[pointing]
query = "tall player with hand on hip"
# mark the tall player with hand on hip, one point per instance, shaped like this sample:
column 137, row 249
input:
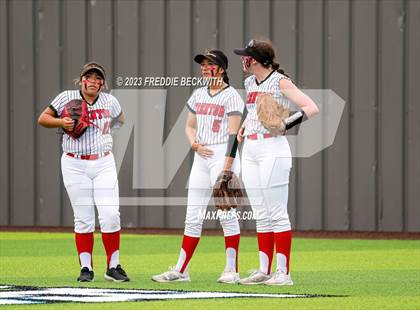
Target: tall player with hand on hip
column 266, row 160
column 88, row 166
column 213, row 121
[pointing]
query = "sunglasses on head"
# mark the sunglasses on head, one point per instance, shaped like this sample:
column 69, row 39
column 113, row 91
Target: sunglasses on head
column 251, row 44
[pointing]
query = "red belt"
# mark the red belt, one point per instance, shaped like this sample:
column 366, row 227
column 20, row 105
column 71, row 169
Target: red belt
column 88, row 157
column 254, row 136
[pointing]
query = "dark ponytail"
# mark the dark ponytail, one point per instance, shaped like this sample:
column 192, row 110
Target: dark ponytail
column 276, row 67
column 225, row 77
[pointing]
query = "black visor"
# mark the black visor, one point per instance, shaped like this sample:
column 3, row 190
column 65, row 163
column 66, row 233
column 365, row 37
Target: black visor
column 251, row 49
column 216, row 57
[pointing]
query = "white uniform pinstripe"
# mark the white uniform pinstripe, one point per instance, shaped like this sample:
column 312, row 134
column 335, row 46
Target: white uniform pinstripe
column 270, row 85
column 91, row 183
column 212, row 114
column 212, row 111
column 266, row 162
column 97, row 139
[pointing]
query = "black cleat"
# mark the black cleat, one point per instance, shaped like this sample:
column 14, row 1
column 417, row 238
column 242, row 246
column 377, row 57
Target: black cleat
column 86, row 275
column 116, row 274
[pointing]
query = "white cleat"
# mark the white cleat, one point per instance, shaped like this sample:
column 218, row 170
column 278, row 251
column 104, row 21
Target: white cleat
column 171, row 276
column 279, row 278
column 230, row 277
column 256, row 277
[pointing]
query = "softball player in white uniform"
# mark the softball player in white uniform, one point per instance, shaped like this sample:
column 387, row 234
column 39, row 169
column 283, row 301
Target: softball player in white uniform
column 266, row 161
column 213, row 121
column 89, row 172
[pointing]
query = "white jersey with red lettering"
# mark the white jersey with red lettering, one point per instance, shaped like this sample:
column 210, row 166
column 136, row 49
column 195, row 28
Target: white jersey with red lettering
column 270, row 85
column 97, row 138
column 213, row 111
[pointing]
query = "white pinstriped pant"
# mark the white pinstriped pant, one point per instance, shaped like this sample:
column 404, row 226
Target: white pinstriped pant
column 204, row 173
column 89, row 183
column 266, row 165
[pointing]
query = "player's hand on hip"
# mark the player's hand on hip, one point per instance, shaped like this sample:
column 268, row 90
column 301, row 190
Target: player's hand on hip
column 241, row 134
column 67, row 123
column 204, row 152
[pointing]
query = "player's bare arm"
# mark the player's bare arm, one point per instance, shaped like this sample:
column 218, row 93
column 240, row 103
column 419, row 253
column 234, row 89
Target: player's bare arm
column 48, row 119
column 295, row 95
column 234, row 125
column 191, row 131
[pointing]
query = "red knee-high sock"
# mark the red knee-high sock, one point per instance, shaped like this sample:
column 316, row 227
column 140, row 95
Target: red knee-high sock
column 111, row 243
column 233, row 243
column 84, row 244
column 266, row 246
column 283, row 246
column 188, row 247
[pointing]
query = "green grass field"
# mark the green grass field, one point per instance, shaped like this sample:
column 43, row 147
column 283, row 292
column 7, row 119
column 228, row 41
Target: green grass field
column 368, row 274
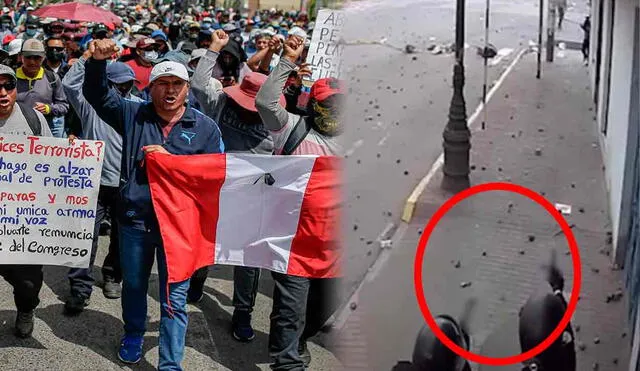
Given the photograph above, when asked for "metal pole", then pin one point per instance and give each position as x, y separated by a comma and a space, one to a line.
551, 29
456, 135
538, 73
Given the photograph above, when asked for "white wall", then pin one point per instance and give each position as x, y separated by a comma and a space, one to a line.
618, 112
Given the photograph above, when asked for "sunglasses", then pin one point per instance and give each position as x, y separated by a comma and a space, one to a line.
8, 86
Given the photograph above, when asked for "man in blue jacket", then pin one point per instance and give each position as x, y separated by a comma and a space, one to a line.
165, 125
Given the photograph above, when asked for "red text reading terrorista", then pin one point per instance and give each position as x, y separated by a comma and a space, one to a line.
81, 151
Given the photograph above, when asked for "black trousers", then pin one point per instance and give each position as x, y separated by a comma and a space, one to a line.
27, 282
80, 279
301, 306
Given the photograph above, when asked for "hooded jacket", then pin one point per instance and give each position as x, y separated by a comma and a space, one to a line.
93, 127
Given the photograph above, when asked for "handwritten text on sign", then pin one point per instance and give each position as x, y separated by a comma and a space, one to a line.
325, 52
48, 195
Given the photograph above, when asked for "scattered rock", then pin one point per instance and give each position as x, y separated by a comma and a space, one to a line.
581, 346
615, 297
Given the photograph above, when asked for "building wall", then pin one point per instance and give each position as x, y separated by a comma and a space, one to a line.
613, 101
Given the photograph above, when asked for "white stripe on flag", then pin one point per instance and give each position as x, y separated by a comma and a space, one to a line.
261, 208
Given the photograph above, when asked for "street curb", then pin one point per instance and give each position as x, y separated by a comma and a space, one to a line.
410, 203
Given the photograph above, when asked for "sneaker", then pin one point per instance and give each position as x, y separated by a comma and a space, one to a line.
304, 353
75, 305
241, 326
24, 324
111, 289
130, 349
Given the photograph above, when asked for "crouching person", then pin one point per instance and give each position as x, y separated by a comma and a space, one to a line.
166, 124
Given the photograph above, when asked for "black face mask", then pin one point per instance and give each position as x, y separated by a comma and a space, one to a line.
55, 56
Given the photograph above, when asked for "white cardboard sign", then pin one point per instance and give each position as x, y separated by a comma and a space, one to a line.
325, 52
48, 195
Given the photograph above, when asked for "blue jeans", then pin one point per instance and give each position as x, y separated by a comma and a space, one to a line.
137, 250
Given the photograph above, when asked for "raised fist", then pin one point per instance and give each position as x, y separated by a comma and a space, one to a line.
219, 39
103, 49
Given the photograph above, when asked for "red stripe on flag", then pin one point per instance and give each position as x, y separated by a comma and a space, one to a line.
186, 191
315, 249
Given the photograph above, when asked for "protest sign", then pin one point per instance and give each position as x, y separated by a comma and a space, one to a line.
325, 51
48, 195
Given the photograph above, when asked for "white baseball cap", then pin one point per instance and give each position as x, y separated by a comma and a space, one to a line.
15, 46
169, 69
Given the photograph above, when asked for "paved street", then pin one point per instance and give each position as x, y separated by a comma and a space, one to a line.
90, 341
399, 102
491, 239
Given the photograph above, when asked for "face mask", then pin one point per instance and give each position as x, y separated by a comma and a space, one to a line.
150, 55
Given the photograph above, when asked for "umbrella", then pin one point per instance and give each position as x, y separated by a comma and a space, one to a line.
78, 12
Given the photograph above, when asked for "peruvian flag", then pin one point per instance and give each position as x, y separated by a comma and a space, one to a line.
279, 213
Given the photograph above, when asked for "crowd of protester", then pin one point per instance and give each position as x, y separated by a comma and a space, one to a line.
236, 78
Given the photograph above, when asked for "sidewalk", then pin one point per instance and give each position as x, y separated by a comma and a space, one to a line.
90, 341
540, 134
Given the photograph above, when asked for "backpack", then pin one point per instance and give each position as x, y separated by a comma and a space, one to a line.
296, 136
32, 118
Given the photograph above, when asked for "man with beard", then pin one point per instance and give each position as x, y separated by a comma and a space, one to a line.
167, 124
18, 119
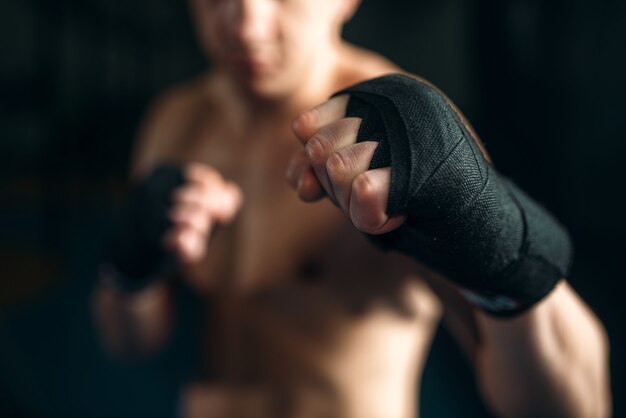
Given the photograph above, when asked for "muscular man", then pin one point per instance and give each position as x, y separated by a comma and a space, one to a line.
308, 318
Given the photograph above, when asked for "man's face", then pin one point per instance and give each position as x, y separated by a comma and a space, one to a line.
267, 46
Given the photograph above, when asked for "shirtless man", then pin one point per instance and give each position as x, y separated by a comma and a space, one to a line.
308, 318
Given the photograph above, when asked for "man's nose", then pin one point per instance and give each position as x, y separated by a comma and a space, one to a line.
252, 20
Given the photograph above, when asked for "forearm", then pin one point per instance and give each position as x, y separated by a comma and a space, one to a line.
551, 361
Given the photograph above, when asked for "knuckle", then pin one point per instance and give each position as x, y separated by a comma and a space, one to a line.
316, 149
363, 190
338, 165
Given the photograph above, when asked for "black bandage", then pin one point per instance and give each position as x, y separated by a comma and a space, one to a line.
135, 253
464, 218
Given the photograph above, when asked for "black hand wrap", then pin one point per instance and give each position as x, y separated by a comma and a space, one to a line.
464, 218
135, 252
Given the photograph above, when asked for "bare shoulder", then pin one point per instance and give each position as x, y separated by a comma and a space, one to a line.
169, 123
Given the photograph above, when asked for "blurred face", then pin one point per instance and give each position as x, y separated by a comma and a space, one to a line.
268, 47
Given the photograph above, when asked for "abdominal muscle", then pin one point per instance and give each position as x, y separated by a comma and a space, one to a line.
297, 352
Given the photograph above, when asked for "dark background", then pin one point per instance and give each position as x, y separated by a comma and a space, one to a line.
542, 83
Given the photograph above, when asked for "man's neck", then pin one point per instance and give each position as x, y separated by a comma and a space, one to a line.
311, 90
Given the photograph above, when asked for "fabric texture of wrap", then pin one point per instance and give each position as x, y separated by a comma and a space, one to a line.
465, 219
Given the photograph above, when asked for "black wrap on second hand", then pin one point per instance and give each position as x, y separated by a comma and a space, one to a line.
464, 218
134, 253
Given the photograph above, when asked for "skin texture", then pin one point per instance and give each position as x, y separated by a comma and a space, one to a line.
305, 318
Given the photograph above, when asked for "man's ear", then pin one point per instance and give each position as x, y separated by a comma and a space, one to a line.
349, 8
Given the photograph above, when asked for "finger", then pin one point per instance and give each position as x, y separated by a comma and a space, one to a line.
301, 178
296, 166
368, 202
192, 216
311, 121
344, 165
201, 173
220, 201
325, 142
187, 244
309, 187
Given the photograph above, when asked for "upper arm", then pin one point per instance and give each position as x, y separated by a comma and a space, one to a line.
168, 122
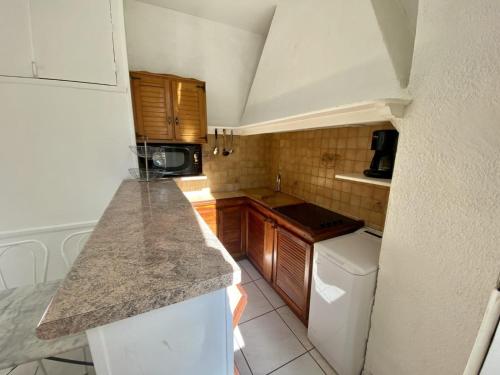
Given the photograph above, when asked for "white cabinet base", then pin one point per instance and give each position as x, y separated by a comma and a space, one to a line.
191, 337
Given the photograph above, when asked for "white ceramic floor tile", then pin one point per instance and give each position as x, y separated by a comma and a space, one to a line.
295, 325
268, 343
270, 294
257, 304
245, 277
25, 369
239, 360
60, 368
251, 270
304, 365
322, 362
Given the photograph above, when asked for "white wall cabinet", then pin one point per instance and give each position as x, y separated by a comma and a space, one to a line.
68, 40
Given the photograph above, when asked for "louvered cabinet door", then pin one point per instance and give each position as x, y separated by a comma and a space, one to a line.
190, 111
256, 237
152, 103
292, 268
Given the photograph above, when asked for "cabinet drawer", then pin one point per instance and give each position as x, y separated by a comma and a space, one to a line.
292, 268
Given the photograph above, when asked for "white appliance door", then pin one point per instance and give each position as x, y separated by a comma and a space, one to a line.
339, 314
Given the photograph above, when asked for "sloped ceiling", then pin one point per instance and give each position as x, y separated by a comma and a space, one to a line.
249, 15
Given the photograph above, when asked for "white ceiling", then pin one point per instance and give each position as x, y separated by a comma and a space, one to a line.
250, 15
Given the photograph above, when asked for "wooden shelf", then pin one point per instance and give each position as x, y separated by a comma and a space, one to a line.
359, 177
359, 114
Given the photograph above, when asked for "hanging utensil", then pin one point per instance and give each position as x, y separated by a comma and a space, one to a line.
232, 143
224, 151
216, 148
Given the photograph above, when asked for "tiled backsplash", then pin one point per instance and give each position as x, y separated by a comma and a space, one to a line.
308, 162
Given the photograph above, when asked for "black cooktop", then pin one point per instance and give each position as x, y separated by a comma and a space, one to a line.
316, 218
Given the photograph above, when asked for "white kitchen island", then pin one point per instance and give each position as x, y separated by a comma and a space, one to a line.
151, 288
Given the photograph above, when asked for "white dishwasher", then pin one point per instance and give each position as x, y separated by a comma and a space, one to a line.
342, 291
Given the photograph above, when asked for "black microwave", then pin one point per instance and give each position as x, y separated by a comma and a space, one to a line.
172, 160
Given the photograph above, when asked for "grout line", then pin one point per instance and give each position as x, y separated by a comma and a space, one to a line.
314, 359
268, 300
286, 363
297, 337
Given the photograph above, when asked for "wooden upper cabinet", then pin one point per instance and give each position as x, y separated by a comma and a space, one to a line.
169, 108
190, 112
152, 101
66, 40
292, 268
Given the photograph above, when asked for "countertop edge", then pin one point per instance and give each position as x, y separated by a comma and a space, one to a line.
71, 325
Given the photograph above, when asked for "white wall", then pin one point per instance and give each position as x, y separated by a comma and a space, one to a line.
320, 54
440, 254
64, 151
165, 41
64, 146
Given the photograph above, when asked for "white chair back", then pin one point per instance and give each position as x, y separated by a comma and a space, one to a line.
34, 248
68, 253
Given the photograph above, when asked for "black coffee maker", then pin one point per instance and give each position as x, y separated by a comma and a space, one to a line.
385, 143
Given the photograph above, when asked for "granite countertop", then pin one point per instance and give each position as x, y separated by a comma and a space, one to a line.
21, 309
150, 249
265, 196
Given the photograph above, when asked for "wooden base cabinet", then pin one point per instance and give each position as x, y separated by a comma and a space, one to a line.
231, 229
169, 108
260, 242
292, 270
227, 220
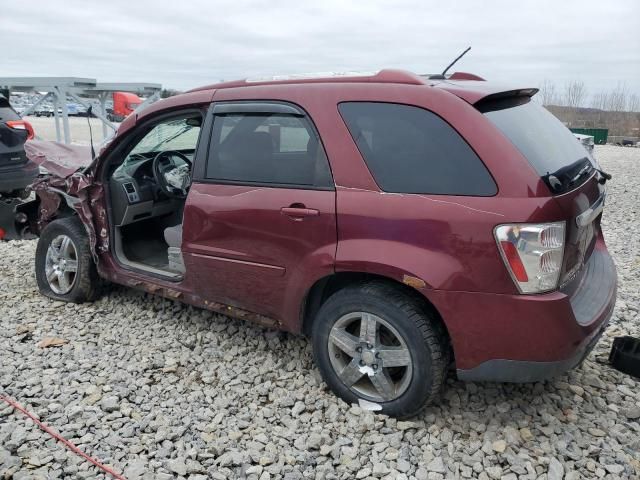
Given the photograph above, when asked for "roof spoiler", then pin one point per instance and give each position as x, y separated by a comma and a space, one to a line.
499, 100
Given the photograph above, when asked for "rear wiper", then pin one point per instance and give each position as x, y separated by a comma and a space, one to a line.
582, 171
563, 178
604, 176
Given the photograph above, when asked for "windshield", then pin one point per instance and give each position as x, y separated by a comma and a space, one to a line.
547, 144
178, 134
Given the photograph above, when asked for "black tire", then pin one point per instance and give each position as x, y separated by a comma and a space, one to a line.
423, 337
86, 284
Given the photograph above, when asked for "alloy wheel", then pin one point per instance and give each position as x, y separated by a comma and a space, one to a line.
370, 357
61, 264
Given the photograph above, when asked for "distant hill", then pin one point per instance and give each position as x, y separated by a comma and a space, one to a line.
618, 123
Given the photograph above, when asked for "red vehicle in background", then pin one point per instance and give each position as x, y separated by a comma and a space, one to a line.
124, 103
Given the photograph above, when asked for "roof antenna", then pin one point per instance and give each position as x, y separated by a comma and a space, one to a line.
93, 152
441, 76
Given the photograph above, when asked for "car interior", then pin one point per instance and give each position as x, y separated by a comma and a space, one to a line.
148, 185
150, 178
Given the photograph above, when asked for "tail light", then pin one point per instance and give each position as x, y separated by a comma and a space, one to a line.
533, 254
22, 125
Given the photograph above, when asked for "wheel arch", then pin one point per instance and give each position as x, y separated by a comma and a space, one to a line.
326, 286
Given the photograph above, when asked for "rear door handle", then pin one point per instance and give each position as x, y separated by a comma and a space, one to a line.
299, 212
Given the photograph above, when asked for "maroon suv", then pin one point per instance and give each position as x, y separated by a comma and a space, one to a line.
404, 223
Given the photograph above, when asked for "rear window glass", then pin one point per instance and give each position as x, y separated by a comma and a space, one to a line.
411, 150
547, 144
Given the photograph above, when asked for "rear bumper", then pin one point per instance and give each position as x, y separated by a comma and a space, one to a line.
526, 338
17, 177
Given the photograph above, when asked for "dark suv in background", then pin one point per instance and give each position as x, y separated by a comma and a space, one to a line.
15, 172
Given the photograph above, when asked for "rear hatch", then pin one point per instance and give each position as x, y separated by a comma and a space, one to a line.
11, 140
563, 163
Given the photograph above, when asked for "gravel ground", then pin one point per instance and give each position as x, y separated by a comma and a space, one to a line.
160, 390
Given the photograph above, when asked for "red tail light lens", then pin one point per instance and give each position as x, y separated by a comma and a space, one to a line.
513, 259
22, 125
532, 252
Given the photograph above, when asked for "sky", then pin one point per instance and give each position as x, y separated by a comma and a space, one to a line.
188, 43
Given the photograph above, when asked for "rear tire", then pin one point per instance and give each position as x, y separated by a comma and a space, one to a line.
65, 269
374, 342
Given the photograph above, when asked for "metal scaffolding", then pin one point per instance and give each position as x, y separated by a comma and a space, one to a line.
57, 89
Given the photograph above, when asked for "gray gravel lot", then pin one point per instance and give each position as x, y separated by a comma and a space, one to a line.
160, 390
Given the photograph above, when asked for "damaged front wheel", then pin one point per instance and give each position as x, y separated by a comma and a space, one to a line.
64, 266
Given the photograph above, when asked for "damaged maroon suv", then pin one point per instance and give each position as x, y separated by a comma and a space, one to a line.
406, 224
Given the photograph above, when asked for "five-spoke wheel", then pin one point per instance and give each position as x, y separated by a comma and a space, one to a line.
380, 343
370, 356
65, 269
61, 264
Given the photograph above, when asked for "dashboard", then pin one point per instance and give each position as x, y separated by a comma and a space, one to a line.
135, 194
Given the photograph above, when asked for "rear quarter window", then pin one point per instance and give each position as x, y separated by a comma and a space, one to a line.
411, 150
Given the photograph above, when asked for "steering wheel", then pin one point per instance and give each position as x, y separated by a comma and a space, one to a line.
173, 179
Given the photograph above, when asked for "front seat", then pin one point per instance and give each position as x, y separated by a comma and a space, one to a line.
173, 236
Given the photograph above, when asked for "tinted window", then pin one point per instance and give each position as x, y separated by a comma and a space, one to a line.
275, 149
541, 138
411, 150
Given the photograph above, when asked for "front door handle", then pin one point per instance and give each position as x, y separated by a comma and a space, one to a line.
298, 213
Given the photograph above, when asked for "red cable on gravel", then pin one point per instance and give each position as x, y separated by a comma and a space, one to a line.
61, 439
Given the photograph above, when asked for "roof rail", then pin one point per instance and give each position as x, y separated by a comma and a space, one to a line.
382, 76
453, 76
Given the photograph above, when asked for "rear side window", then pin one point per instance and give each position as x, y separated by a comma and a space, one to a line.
546, 143
411, 150
267, 149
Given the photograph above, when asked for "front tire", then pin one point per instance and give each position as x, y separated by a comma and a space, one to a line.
65, 269
373, 342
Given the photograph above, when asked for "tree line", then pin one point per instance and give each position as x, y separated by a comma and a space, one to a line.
617, 109
574, 94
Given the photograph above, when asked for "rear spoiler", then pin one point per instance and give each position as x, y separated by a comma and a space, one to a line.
506, 99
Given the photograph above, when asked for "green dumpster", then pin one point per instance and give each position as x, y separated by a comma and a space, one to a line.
599, 134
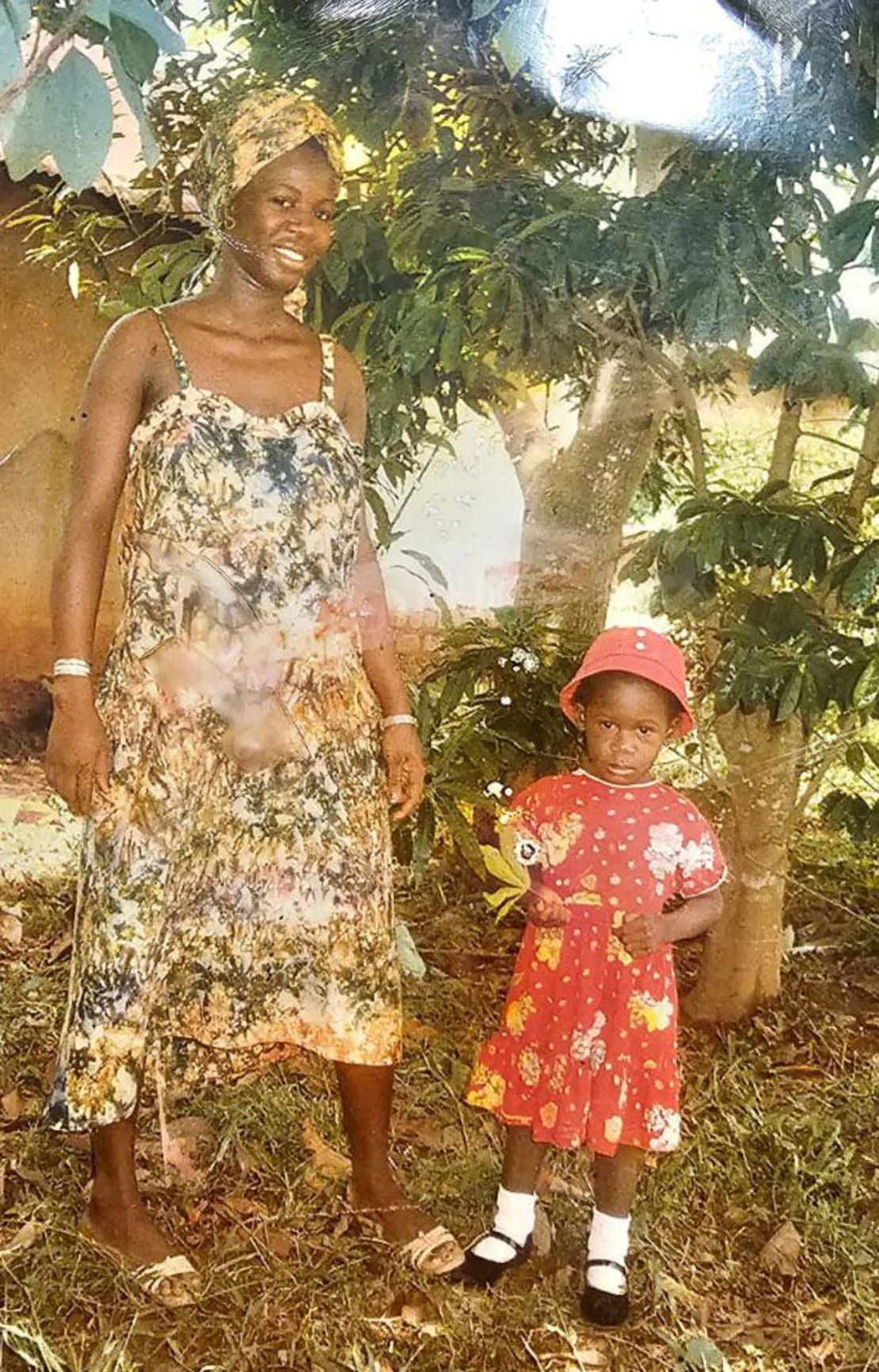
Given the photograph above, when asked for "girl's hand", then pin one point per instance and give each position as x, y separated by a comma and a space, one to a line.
642, 935
77, 758
402, 755
546, 907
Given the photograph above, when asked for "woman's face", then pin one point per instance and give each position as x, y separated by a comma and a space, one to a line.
283, 219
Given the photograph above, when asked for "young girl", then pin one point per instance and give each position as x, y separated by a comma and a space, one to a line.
622, 868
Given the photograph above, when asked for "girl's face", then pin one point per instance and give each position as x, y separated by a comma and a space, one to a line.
626, 722
283, 219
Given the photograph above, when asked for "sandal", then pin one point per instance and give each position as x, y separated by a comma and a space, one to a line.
159, 1280
605, 1309
435, 1253
478, 1271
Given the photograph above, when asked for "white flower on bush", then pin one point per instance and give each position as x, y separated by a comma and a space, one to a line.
663, 853
527, 851
664, 1127
526, 659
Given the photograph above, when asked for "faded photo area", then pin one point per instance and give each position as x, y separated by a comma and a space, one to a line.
583, 333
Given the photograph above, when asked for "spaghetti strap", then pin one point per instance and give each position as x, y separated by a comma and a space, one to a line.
183, 371
328, 370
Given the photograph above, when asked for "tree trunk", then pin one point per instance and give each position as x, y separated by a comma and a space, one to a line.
740, 967
577, 504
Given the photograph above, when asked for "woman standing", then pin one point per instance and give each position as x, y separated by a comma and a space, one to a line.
234, 896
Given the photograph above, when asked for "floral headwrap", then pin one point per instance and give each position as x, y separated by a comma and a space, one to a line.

> _Assignment_:
Output the lines, exactly: the first line of the entries above, every line after it, and the line with "# mark the dark" as the last. No pictures.

> _Output_:
[pointing]
query = "tall player with hand on hip"
# mark the tall player with hand on hip, one point per instance, shaped like this sample:
column 137, row 249
input:
Target: tall player with hand on hip
column 266, row 160
column 88, row 166
column 213, row 121
[pointing]
query = "sunglasses on head"
# mark the sunglasses on head, one point per instance, shaped like this sample:
column 69, row 39
column 113, row 91
Target: sunglasses on head
column 251, row 44
[pointing]
query = "red belt"
# mark the red belt, one point per instance, shaped like this sample:
column 366, row 227
column 20, row 105
column 71, row 169
Target: red belt
column 88, row 157
column 254, row 136
[pointing]
query = "dark ponytail"
# mark the dark ponytail, one point per instance, shaped like this sample:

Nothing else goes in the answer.